**Short problem**
What do the lines from the one containing "short hair in this photo." through the end of the entries say? Quote them exactly, and only them.

◆ ◆ ◆ ◆ ◆ ◆ ◆

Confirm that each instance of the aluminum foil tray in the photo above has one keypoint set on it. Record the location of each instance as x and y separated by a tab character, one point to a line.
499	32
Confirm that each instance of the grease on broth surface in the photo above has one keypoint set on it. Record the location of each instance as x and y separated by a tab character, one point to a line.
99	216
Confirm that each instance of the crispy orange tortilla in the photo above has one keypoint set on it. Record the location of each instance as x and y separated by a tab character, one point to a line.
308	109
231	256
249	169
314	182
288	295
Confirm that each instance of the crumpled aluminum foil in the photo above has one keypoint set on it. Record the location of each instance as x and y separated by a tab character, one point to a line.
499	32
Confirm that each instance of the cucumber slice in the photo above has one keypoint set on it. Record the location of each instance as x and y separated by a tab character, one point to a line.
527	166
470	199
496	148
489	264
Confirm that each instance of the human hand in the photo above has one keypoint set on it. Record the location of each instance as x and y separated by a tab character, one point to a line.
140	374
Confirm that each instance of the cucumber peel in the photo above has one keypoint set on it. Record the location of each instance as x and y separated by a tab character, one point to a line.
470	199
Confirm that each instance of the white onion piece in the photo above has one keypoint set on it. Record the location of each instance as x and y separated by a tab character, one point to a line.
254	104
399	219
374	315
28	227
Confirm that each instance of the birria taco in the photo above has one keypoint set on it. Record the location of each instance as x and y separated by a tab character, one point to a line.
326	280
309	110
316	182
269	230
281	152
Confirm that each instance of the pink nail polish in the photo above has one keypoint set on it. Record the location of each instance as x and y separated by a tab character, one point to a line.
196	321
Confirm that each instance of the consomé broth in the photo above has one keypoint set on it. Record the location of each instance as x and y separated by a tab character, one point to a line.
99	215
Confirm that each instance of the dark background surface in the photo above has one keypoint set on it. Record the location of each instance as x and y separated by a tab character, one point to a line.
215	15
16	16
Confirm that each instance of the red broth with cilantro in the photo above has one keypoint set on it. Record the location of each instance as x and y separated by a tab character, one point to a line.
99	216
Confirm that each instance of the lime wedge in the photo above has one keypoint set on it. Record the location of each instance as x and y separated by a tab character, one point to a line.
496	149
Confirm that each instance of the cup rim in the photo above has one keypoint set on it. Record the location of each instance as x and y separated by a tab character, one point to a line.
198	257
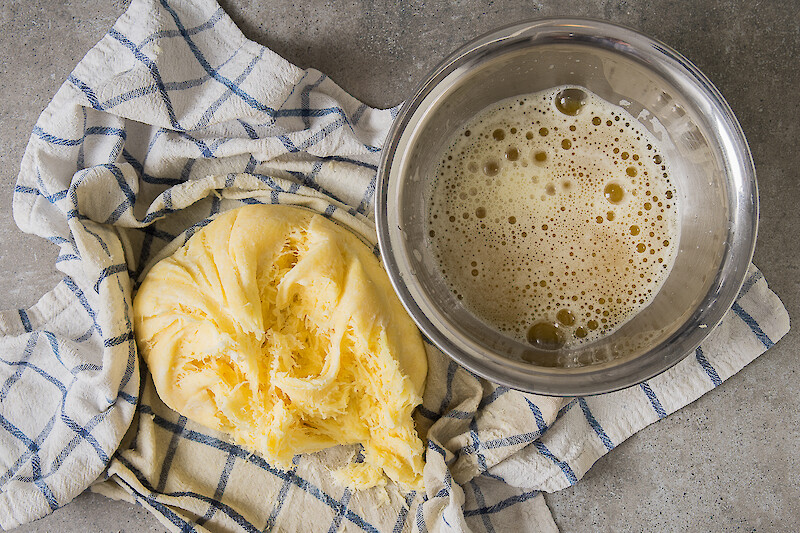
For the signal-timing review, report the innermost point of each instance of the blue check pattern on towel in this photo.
(172, 118)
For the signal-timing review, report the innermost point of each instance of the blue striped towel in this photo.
(170, 119)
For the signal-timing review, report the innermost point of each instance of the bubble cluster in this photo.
(553, 217)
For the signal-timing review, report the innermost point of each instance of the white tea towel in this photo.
(172, 118)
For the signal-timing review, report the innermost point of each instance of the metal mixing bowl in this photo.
(713, 173)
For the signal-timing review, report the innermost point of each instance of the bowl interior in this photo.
(712, 173)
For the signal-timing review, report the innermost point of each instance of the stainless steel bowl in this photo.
(714, 177)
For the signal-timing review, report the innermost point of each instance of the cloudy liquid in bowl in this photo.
(553, 218)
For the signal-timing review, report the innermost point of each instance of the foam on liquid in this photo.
(553, 218)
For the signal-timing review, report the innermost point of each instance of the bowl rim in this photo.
(715, 311)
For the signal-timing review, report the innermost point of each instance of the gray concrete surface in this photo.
(728, 462)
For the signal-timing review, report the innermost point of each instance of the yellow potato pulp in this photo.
(279, 327)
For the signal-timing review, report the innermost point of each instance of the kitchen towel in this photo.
(173, 117)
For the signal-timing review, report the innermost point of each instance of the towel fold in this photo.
(173, 117)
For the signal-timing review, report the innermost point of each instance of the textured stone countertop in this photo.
(727, 462)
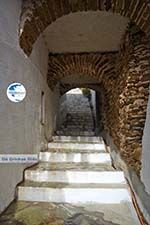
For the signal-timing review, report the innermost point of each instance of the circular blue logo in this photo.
(16, 92)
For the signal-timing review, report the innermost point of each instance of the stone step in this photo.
(75, 157)
(78, 139)
(33, 192)
(46, 166)
(78, 146)
(95, 177)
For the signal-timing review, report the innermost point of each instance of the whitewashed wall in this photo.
(20, 128)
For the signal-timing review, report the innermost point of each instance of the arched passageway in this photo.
(102, 45)
(37, 15)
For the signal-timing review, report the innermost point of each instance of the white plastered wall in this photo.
(20, 128)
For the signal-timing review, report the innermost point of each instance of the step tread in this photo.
(83, 146)
(83, 151)
(45, 166)
(62, 185)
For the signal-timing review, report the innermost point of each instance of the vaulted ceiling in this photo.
(37, 15)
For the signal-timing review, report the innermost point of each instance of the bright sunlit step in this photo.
(75, 157)
(97, 177)
(78, 146)
(77, 139)
(74, 195)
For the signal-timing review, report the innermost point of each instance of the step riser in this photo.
(103, 196)
(77, 139)
(76, 146)
(69, 177)
(75, 157)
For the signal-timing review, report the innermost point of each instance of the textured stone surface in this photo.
(37, 15)
(125, 78)
(27, 213)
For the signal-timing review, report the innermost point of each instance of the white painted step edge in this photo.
(75, 157)
(72, 195)
(85, 177)
(77, 146)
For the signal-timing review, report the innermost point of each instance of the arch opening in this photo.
(38, 15)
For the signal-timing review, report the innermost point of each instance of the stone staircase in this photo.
(77, 172)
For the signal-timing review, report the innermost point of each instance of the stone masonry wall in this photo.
(125, 78)
(37, 15)
(127, 96)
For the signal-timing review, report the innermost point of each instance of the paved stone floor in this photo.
(35, 213)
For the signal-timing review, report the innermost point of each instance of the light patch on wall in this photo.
(16, 92)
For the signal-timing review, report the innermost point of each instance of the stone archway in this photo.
(37, 15)
(125, 78)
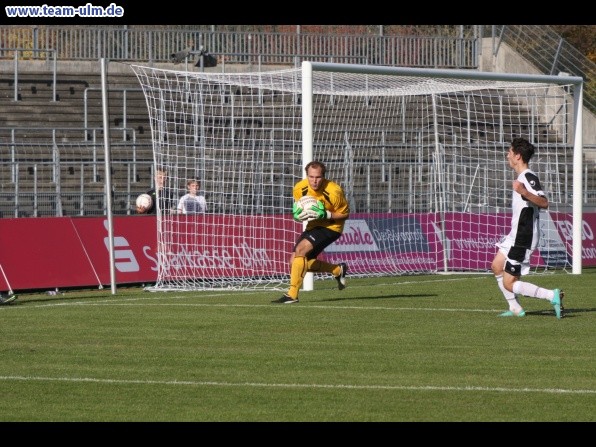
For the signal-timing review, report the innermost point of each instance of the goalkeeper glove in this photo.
(297, 212)
(307, 215)
(320, 211)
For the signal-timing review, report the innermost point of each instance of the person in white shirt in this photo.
(514, 250)
(192, 202)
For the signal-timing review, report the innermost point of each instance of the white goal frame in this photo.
(218, 126)
(577, 82)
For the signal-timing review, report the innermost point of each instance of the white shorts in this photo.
(517, 260)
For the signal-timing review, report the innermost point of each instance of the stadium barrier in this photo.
(77, 253)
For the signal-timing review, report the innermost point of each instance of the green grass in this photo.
(403, 349)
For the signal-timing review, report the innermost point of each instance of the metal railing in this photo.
(159, 44)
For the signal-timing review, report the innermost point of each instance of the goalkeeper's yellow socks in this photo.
(297, 272)
(314, 265)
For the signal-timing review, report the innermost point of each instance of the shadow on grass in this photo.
(380, 297)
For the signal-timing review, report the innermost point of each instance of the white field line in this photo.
(295, 385)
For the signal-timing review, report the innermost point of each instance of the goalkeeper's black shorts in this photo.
(320, 238)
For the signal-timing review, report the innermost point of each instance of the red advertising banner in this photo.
(61, 252)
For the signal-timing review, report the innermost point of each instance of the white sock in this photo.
(528, 289)
(514, 305)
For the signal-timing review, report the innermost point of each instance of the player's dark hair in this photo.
(524, 148)
(317, 165)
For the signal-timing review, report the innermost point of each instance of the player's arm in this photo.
(539, 200)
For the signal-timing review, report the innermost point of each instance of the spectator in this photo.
(191, 202)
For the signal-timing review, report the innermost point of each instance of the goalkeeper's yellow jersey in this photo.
(332, 195)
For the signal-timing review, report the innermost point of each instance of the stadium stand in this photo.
(48, 114)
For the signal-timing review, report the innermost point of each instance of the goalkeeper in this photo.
(325, 225)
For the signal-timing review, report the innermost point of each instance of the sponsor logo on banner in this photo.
(551, 247)
(356, 237)
(392, 234)
(124, 257)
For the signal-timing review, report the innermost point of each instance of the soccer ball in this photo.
(144, 200)
(306, 202)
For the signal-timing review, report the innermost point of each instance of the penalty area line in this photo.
(297, 385)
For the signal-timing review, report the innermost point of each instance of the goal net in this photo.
(421, 155)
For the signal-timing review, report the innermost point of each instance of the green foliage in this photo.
(411, 348)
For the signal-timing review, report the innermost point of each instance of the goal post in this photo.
(420, 153)
(575, 96)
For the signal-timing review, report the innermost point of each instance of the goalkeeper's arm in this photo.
(321, 213)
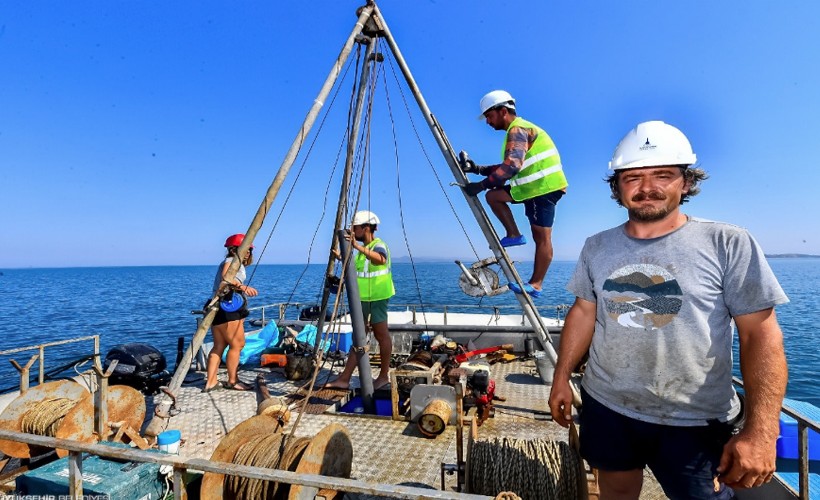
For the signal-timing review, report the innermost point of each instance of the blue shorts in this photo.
(540, 211)
(683, 459)
(375, 312)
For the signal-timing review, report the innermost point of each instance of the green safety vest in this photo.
(375, 282)
(541, 172)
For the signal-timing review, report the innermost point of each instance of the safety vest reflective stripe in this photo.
(373, 274)
(536, 175)
(378, 283)
(541, 171)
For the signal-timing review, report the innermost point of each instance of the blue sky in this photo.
(144, 133)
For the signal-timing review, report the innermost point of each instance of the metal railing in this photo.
(804, 423)
(290, 310)
(41, 357)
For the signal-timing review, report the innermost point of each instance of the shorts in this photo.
(223, 317)
(683, 459)
(375, 312)
(540, 211)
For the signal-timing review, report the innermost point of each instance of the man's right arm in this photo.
(576, 337)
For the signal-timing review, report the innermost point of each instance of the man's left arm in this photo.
(748, 458)
(518, 143)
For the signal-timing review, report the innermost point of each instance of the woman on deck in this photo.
(228, 327)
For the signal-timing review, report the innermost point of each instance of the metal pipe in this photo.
(353, 135)
(161, 412)
(475, 205)
(359, 335)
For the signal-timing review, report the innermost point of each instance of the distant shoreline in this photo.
(791, 256)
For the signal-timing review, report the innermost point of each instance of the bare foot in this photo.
(337, 384)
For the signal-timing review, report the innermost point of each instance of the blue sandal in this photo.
(531, 291)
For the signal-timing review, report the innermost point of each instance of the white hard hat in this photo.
(493, 99)
(365, 217)
(652, 144)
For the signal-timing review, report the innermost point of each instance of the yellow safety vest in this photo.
(375, 282)
(541, 172)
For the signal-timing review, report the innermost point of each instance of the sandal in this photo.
(237, 386)
(529, 289)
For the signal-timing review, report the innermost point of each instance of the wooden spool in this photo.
(274, 407)
(434, 418)
(212, 483)
(329, 453)
(125, 404)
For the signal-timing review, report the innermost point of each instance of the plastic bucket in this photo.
(544, 366)
(168, 441)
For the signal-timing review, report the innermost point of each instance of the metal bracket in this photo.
(24, 371)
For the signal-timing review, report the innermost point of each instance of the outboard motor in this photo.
(140, 366)
(312, 313)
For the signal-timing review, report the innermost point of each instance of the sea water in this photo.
(153, 305)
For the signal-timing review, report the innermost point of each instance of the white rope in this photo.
(532, 469)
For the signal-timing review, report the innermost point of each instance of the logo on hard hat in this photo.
(647, 146)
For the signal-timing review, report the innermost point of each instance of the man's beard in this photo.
(649, 213)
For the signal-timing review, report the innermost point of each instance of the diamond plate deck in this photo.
(384, 451)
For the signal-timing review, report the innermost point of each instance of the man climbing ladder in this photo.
(533, 166)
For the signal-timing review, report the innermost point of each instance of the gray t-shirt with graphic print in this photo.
(662, 347)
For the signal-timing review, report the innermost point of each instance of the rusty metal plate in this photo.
(11, 418)
(78, 424)
(126, 404)
(259, 425)
(330, 453)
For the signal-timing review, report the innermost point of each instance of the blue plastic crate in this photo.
(787, 442)
(340, 341)
(102, 477)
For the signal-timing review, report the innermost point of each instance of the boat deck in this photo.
(384, 450)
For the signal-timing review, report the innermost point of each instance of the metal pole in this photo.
(475, 205)
(161, 412)
(348, 173)
(357, 320)
(75, 475)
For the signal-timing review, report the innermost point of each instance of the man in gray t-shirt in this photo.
(656, 301)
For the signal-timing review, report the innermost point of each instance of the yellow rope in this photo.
(45, 417)
(267, 452)
(533, 469)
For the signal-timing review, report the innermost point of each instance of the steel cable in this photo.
(532, 469)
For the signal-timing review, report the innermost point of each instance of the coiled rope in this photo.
(272, 451)
(532, 469)
(46, 416)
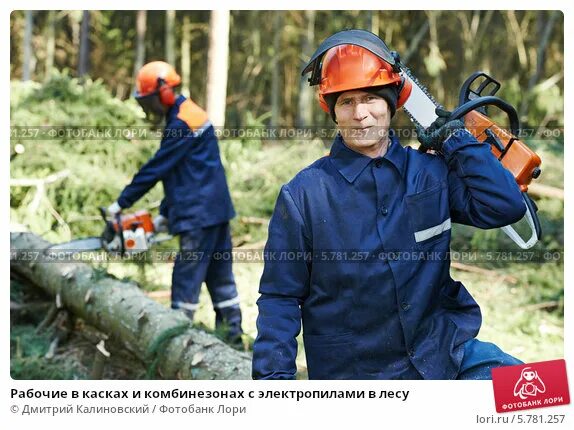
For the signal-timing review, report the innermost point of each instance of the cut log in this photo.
(162, 338)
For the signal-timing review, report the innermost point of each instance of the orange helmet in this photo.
(157, 77)
(352, 67)
(353, 60)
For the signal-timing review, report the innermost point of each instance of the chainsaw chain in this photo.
(423, 88)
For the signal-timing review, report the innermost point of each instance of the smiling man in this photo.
(362, 223)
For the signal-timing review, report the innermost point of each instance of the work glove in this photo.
(440, 130)
(114, 209)
(160, 224)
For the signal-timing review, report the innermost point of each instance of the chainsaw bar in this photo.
(420, 106)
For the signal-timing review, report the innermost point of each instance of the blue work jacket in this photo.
(358, 252)
(188, 164)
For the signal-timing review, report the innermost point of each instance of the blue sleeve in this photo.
(283, 288)
(173, 147)
(483, 193)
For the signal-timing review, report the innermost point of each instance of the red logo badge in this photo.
(529, 386)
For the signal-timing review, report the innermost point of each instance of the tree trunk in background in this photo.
(544, 32)
(305, 101)
(50, 43)
(27, 60)
(185, 56)
(170, 37)
(217, 60)
(162, 338)
(276, 74)
(74, 17)
(141, 18)
(84, 61)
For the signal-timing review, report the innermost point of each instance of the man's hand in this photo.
(114, 209)
(160, 224)
(440, 130)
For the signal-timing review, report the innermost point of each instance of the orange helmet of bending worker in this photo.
(154, 86)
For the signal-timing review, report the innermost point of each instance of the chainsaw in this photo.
(476, 94)
(126, 234)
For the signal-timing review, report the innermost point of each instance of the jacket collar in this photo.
(351, 164)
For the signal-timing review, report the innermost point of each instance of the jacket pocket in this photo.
(330, 356)
(429, 215)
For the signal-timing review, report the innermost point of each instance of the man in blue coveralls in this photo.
(197, 205)
(372, 303)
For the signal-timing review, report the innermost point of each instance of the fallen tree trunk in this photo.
(161, 337)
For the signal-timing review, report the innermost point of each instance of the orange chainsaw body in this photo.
(518, 158)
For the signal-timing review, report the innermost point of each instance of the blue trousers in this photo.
(481, 357)
(205, 256)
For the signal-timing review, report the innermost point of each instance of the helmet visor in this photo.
(151, 104)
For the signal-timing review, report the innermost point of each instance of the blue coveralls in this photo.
(198, 207)
(358, 252)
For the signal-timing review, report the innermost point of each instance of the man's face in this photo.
(363, 119)
(154, 109)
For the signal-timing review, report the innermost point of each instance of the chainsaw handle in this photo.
(533, 222)
(474, 104)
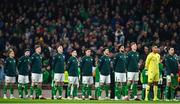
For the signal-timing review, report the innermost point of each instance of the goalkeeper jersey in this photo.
(152, 62)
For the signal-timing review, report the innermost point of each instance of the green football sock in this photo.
(134, 89)
(5, 89)
(127, 89)
(26, 89)
(100, 91)
(31, 90)
(39, 91)
(89, 90)
(69, 91)
(75, 91)
(159, 93)
(20, 89)
(123, 89)
(60, 89)
(11, 89)
(117, 90)
(83, 90)
(54, 90)
(143, 93)
(172, 93)
(106, 87)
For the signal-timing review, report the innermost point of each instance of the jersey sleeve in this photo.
(115, 61)
(167, 64)
(148, 59)
(100, 61)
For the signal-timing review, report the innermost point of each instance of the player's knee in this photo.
(101, 84)
(156, 83)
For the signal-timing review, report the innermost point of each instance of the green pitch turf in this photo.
(82, 101)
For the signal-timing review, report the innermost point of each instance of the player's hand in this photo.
(172, 75)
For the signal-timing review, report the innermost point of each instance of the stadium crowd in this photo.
(92, 24)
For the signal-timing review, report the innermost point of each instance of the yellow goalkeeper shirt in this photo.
(152, 62)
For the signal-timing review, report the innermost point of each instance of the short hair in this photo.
(10, 50)
(87, 49)
(59, 45)
(120, 46)
(73, 50)
(27, 50)
(37, 46)
(132, 43)
(105, 49)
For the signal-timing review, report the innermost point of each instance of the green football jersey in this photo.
(72, 66)
(144, 76)
(120, 63)
(171, 63)
(97, 73)
(104, 65)
(133, 60)
(36, 63)
(58, 63)
(86, 66)
(24, 65)
(10, 67)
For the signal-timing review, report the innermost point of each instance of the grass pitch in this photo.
(47, 101)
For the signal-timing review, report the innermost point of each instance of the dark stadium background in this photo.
(94, 24)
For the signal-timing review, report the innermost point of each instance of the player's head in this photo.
(11, 53)
(74, 53)
(27, 52)
(38, 49)
(60, 49)
(155, 49)
(121, 48)
(171, 51)
(88, 52)
(106, 51)
(133, 46)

◆ ◆ ◆ ◆ ◆ ◆ ◆

**In response**
For the signal-timing review, report the innermost point of each instance of the short hair in this photo.
(10, 50)
(87, 49)
(59, 45)
(120, 46)
(73, 50)
(27, 50)
(37, 46)
(132, 43)
(105, 49)
For the signal-timing review, report the innermost point of each instance of the green football jersey in this photo.
(72, 66)
(144, 76)
(120, 63)
(171, 63)
(97, 73)
(104, 65)
(133, 60)
(36, 63)
(58, 63)
(86, 66)
(24, 65)
(10, 67)
For the signal-timing review, report the innermost point of each instance of the grass pitch in this photo.
(47, 101)
For the signal-timing review, report the innermost point of each instance of the dark stadium background in this photo.
(94, 24)
For the signal-timing review, report the innermost point of each instance of the player's head in this photo.
(11, 53)
(74, 53)
(27, 52)
(38, 49)
(60, 49)
(155, 49)
(121, 48)
(171, 51)
(88, 52)
(106, 51)
(133, 46)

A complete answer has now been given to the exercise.